** RECORDS PROVIDED **

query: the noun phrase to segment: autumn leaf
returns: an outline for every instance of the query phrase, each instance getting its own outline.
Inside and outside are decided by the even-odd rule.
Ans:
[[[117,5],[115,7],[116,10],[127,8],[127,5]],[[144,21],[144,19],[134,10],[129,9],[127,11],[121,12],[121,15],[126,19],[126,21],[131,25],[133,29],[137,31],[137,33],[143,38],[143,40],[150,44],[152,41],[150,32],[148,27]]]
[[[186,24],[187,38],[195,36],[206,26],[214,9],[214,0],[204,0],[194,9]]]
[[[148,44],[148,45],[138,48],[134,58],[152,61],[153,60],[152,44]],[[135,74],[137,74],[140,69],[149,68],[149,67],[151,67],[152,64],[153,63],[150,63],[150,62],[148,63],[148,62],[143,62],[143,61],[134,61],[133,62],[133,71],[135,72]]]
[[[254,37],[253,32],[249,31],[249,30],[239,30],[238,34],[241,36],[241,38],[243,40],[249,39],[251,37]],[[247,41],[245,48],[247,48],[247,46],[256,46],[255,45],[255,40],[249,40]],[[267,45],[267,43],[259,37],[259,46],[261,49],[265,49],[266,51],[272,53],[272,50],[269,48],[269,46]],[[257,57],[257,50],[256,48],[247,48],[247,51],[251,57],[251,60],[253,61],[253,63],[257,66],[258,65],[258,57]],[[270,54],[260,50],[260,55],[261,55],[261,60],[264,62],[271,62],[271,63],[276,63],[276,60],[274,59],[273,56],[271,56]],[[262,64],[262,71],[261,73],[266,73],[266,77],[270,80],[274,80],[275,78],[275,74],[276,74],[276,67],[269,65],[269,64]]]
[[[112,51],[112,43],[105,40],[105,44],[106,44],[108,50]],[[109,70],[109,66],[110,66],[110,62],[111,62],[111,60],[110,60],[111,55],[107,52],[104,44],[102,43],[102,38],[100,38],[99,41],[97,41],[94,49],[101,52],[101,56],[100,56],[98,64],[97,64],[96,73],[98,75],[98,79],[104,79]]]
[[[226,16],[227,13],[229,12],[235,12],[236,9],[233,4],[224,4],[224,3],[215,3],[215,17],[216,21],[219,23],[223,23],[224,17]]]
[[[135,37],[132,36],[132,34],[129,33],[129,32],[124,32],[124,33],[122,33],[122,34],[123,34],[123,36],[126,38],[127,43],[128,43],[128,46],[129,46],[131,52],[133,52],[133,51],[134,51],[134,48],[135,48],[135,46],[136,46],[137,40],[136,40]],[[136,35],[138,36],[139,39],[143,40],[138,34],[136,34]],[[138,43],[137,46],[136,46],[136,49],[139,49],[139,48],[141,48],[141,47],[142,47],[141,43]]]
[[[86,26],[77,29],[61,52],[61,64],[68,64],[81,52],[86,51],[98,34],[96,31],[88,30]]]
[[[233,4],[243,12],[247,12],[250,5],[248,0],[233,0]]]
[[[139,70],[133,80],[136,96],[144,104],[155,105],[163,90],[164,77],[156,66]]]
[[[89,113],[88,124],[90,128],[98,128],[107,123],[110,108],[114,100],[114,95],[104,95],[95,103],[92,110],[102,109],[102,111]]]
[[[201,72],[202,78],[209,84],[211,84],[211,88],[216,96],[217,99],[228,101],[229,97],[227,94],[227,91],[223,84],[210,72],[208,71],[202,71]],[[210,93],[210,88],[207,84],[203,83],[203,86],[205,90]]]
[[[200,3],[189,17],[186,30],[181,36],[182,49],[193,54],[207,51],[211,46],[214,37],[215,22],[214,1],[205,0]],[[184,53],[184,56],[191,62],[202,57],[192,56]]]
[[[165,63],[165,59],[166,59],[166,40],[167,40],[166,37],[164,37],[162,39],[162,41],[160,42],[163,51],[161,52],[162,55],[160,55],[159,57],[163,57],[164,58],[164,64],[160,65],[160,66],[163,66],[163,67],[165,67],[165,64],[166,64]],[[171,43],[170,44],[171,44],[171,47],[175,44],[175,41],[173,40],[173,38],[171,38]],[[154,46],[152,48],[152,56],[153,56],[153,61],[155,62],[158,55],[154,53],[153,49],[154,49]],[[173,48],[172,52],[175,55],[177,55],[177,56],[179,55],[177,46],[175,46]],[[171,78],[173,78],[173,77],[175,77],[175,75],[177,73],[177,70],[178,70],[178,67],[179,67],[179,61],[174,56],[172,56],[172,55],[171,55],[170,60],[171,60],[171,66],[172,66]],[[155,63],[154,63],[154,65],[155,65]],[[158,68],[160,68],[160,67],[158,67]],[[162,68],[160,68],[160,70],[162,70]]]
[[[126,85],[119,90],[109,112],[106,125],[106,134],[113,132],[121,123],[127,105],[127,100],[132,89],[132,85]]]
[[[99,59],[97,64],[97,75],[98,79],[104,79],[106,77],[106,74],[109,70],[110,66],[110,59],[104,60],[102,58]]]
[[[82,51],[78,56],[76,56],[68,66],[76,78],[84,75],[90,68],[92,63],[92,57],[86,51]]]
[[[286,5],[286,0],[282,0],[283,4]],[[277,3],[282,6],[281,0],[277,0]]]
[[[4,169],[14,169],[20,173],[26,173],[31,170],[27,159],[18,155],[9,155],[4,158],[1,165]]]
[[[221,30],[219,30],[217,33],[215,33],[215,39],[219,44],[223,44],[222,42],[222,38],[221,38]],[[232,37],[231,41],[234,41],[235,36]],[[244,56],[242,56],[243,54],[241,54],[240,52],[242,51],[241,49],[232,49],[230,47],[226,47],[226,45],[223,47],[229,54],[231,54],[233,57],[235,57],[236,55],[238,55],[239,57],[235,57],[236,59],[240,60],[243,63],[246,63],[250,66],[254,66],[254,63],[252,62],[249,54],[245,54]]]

** PROBLEM **
Would you set the entries down again, exactly as they were written?

** YOUR RESPONSE **
query: the noun phrase to segment: autumn leaf
returns: an outline for every instance of the query phrase, each instance getting its own outline.
Inside and outside are decided by the even-odd rule.
Ans:
[[[117,5],[115,7],[116,10],[127,8],[127,5]],[[144,21],[144,19],[134,10],[129,9],[127,11],[121,12],[121,15],[126,19],[126,21],[131,25],[133,29],[137,31],[137,33],[143,38],[143,40],[150,44],[152,41],[150,32],[148,27]]]
[[[186,24],[187,38],[195,36],[206,26],[214,9],[214,0],[204,0],[194,9]]]
[[[148,44],[148,45],[138,48],[134,58],[152,61],[153,60],[152,44]],[[135,74],[137,74],[140,69],[149,68],[149,67],[151,67],[152,64],[153,63],[150,63],[150,62],[148,63],[148,62],[143,62],[143,61],[134,61],[133,62],[133,71],[135,72]]]
[[[254,37],[253,32],[249,31],[249,30],[239,30],[238,34],[241,36],[241,38],[243,40],[249,39],[251,37]],[[247,41],[245,48],[247,48],[247,46],[256,46],[255,45],[255,40],[249,40]],[[267,45],[267,43],[259,37],[259,46],[261,49],[265,49],[266,51],[272,53],[272,50],[269,48],[269,46]],[[257,57],[257,50],[256,48],[247,48],[247,51],[251,57],[251,60],[253,61],[253,63],[257,66],[258,65],[258,57]],[[270,54],[260,50],[260,55],[261,55],[261,60],[264,62],[271,62],[271,63],[276,63],[276,60],[274,59],[273,56],[271,56]],[[262,64],[262,71],[261,73],[266,73],[266,77],[270,80],[274,80],[275,78],[275,74],[276,74],[276,67],[269,65],[269,64]]]
[[[112,51],[112,43],[105,40],[105,44],[106,44],[108,50]],[[109,70],[109,66],[110,66],[110,62],[111,62],[111,60],[110,60],[111,55],[107,52],[104,44],[102,43],[102,38],[100,38],[99,41],[97,41],[94,49],[101,52],[101,56],[100,56],[98,64],[97,64],[96,73],[98,75],[98,79],[104,79]]]
[[[226,16],[227,13],[229,12],[235,12],[236,9],[233,4],[224,4],[224,3],[215,3],[215,17],[216,21],[219,23],[223,23],[224,17]]]
[[[135,37],[132,36],[132,34],[129,33],[129,32],[124,32],[124,33],[122,33],[122,34],[123,34],[123,36],[126,38],[127,43],[128,43],[128,46],[129,46],[131,52],[133,52],[133,51],[134,51],[134,48],[135,48],[135,46],[136,46],[137,40],[136,40]],[[136,35],[138,36],[139,39],[143,40],[138,34],[136,34]],[[138,43],[137,46],[136,46],[136,49],[139,49],[139,48],[141,48],[141,47],[142,47],[141,43]]]
[[[86,26],[77,29],[61,52],[61,64],[68,64],[81,52],[86,51],[98,34],[96,31],[88,30]]]
[[[233,4],[243,12],[247,12],[250,5],[248,0],[233,0]]]
[[[139,70],[133,80],[136,96],[144,104],[155,105],[163,90],[164,77],[156,66]]]
[[[89,113],[88,124],[90,128],[98,128],[107,123],[110,108],[114,100],[114,95],[104,95],[95,103],[92,110],[102,109],[102,111]]]
[[[201,72],[202,78],[209,84],[211,84],[211,88],[216,96],[217,99],[228,101],[229,97],[227,94],[227,91],[223,84],[210,72],[208,71],[202,71]],[[210,93],[210,88],[207,84],[203,83],[203,86],[205,90]]]
[[[200,3],[189,17],[186,30],[181,36],[182,49],[193,54],[207,51],[211,46],[214,37],[215,22],[214,1],[205,0]],[[184,53],[184,56],[191,62],[202,57],[192,56]]]
[[[165,63],[165,59],[166,59],[166,40],[167,40],[166,37],[164,37],[162,39],[162,41],[160,42],[163,51],[161,52],[162,55],[160,55],[159,57],[163,57],[164,58],[164,64],[160,65],[160,66],[163,66],[163,67],[165,67],[165,64],[166,64]],[[171,43],[170,44],[171,44],[171,47],[175,44],[175,41],[173,40],[173,38],[171,38]],[[154,46],[152,48],[152,56],[153,56],[153,61],[155,62],[158,55],[154,53],[153,49],[154,49]],[[173,48],[172,52],[175,55],[177,55],[177,56],[179,55],[177,46],[175,46]],[[171,78],[173,78],[173,77],[175,77],[175,75],[177,73],[177,70],[178,70],[178,67],[179,67],[179,61],[174,56],[172,56],[172,55],[171,55],[170,60],[171,60],[171,66],[172,66]],[[155,63],[154,63],[154,65],[155,65]],[[158,68],[160,68],[160,67],[158,67]],[[162,68],[160,68],[160,70],[162,70]]]
[[[126,85],[119,90],[109,112],[106,125],[106,134],[113,132],[121,123],[127,105],[127,100],[132,89],[132,85]]]
[[[99,59],[97,64],[97,75],[98,79],[104,79],[106,77],[106,74],[109,70],[110,66],[110,59],[104,60],[102,58]]]
[[[82,51],[78,56],[76,56],[68,66],[76,78],[84,75],[90,68],[92,63],[92,57],[86,51]]]
[[[286,5],[286,0],[282,0],[283,4]],[[277,3],[282,6],[281,0],[277,0]]]
[[[4,169],[14,169],[20,173],[26,173],[31,170],[27,159],[18,155],[9,155],[4,158],[1,165]]]
[[[221,30],[219,30],[217,33],[215,33],[215,39],[219,44],[223,44],[222,42],[222,38],[221,38]],[[232,37],[231,41],[234,41],[235,36]],[[244,56],[242,56],[243,54],[241,54],[240,52],[242,51],[241,49],[232,49],[230,47],[226,47],[226,45],[223,47],[229,54],[231,54],[233,57],[235,57],[236,55],[238,55],[239,57],[235,57],[236,59],[240,60],[243,63],[246,63],[250,66],[254,66],[254,63],[252,62],[249,54],[245,54]]]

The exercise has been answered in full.